* _Task objective_
Present every row below as a numbered list with blank lines omitted. Leave the pictures out of your answer.

— start Material for the task —

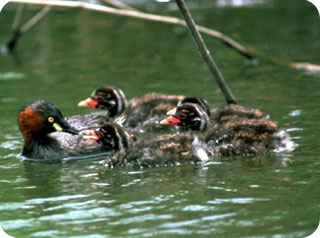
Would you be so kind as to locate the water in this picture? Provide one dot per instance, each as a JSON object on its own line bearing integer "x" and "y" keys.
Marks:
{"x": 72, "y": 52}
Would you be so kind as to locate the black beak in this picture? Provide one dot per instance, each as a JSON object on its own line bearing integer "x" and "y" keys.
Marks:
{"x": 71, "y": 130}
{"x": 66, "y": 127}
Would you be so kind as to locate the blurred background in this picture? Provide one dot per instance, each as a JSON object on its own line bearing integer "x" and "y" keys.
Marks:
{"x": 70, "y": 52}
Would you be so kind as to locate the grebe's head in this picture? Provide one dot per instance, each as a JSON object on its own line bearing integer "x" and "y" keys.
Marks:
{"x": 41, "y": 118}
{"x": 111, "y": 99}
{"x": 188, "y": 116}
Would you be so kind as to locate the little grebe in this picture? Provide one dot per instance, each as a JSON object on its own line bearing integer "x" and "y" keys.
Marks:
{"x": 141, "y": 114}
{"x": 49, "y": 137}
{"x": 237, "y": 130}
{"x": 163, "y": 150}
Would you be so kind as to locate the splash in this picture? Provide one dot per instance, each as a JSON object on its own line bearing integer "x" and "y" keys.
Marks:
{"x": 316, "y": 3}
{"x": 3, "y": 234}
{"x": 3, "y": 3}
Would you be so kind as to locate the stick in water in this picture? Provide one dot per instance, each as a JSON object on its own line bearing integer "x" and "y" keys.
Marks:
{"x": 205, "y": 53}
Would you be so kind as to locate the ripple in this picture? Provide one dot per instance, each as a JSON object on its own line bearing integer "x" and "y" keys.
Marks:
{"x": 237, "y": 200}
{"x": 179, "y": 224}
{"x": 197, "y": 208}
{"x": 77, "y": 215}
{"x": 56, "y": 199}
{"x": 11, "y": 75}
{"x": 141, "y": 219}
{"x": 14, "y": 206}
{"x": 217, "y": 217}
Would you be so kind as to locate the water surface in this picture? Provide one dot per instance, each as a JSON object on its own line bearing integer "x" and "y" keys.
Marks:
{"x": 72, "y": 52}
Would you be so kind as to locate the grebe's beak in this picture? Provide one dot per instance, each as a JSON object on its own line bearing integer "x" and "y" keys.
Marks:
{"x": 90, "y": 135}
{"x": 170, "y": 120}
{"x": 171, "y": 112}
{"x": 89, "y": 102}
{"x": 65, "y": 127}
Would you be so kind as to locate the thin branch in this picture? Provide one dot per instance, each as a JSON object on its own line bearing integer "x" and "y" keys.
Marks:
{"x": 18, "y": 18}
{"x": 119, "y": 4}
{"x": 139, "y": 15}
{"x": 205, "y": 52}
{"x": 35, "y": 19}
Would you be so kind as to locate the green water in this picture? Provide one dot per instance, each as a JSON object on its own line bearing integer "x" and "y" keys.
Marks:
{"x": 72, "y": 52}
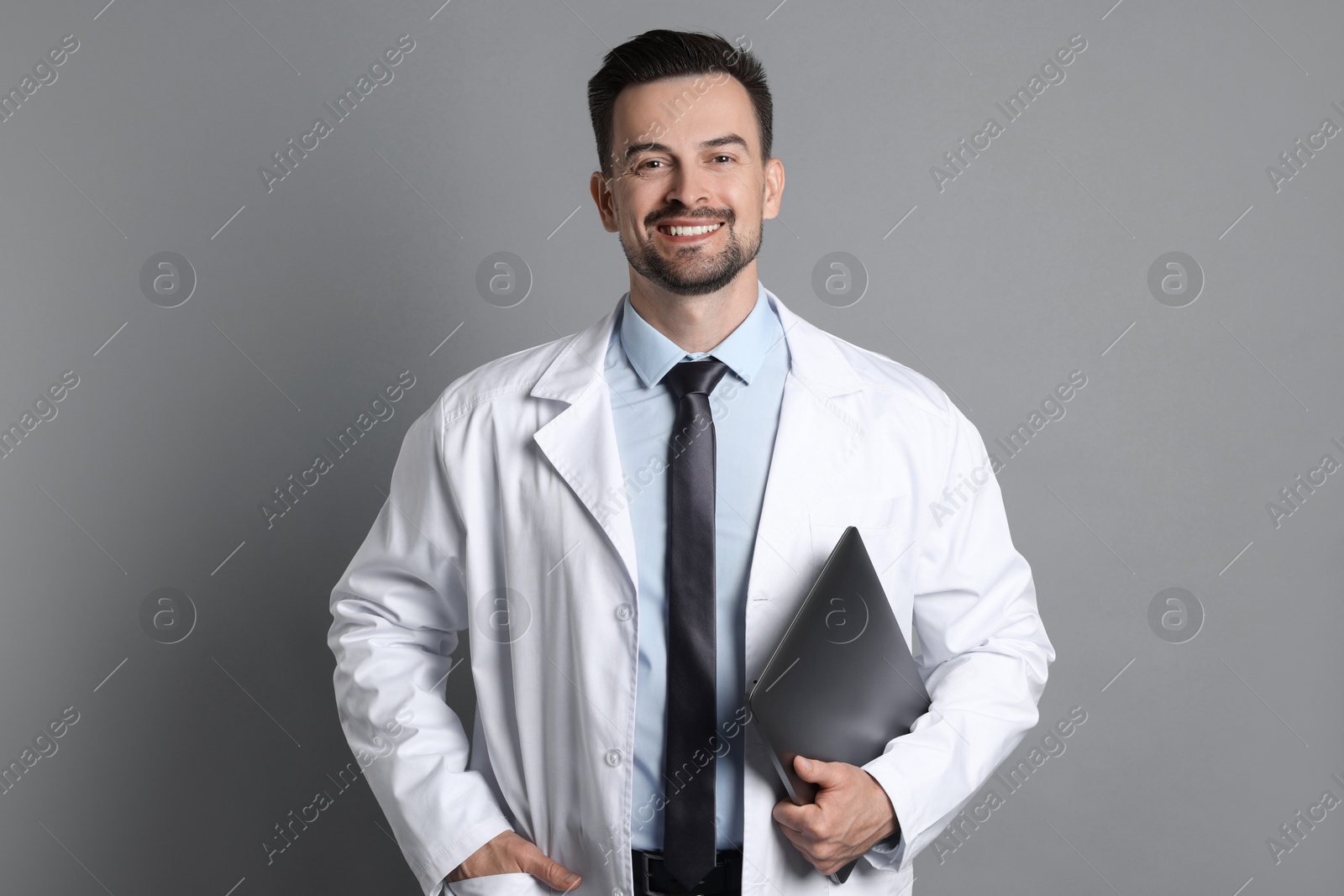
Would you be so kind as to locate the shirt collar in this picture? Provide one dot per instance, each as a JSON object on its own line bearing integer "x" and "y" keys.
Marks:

— end Material for the task —

* _The result_
1. Would you be so kind as to locate the water in this picture? Provide one dot per instance, each as a JSON object on its own line bearing integer "x" and "y" keys.
2. Marks:
3. {"x": 72, "y": 52}
4. Would you be so kind as to locate the black beak in this picture? Provide one dot per instance, each as a JSON object on its own line bearing integer "x" and "y" keys.
5. Marks:
6. {"x": 71, "y": 130}
7. {"x": 66, "y": 127}
8. Would you be so kind as to locate the blurred background in this picture? Provide one dot per instance, each as a JSON object on its own line bearing integer "x" and "y" keys.
9. Marks:
10. {"x": 70, "y": 52}
11. Would you be so kind as to locate the grebe's head in this picture? Provide one dot per instance, each as a JSON object on its own line bearing integer "x" and "y" keys.
12. Marks:
13. {"x": 41, "y": 118}
14. {"x": 111, "y": 99}
15. {"x": 188, "y": 116}
16. Would you be so kind as to locate the little grebe in this picture? Provide one dot per instance, each as a JSON object on its own line bearing integer "x" and "y" keys.
17. Marks:
18. {"x": 141, "y": 114}
19. {"x": 49, "y": 137}
20. {"x": 237, "y": 130}
21. {"x": 163, "y": 150}
22. Would you be so kind as to locate the splash in this picture? Provide one dot per instance, each as a JSON object on its own line bearing integer "x" and "y" keys.
23. Marks:
24. {"x": 316, "y": 3}
25. {"x": 3, "y": 234}
26. {"x": 3, "y": 3}
27. Would you be so kind as to locate the stick in water in this picture? Provide one dot per instance, each as a JSON object on its own line bearing integer "x" and "y" keys.
28. Marks:
29. {"x": 205, "y": 53}
30. Would you be so kind as to locate the ripple in this picture? Provide one dot per instance, each as a JSON object on its own line bearing integer "x" and "y" keys.
31. Marks:
32. {"x": 237, "y": 200}
33. {"x": 179, "y": 224}
34. {"x": 197, "y": 208}
35. {"x": 77, "y": 215}
36. {"x": 56, "y": 199}
37. {"x": 11, "y": 75}
38. {"x": 141, "y": 219}
39. {"x": 14, "y": 206}
40. {"x": 217, "y": 217}
41. Would you be so kind as to locate the water surface in this picture? Provide one dot per instance, each as a JSON object on its own line bearing integer "x" and "y" keys.
42. Marks:
43. {"x": 72, "y": 52}
44. Would you be so kind as to locate the grebe's beak in this picture? Provide one dot per instance, each as a JSON object on its own line bearing integer "x" and "y" keys.
45. Marks:
46. {"x": 90, "y": 135}
47. {"x": 170, "y": 120}
48. {"x": 171, "y": 112}
49. {"x": 89, "y": 102}
50. {"x": 65, "y": 127}
51. Would you be so kind as to locate the thin branch in this picture? Provide one dot per instance, each as a JSON object on its own line bearing integer "x" and "y" keys.
52. Marks:
53. {"x": 18, "y": 18}
54. {"x": 119, "y": 4}
55. {"x": 139, "y": 15}
56. {"x": 205, "y": 52}
57. {"x": 35, "y": 19}
58. Would you be so kind as to locate the green water in this picture? Provide one dot per instance, each as a JSON object on its own line bearing integer "x" and "y" keys.
59. Marks:
60. {"x": 72, "y": 52}
61. Would you be so kind as to locate the shirt collar in this picture? Provide one dot per instance, each as a JSON object on its own line bearing integer "x" and "y" keys.
62. Marks:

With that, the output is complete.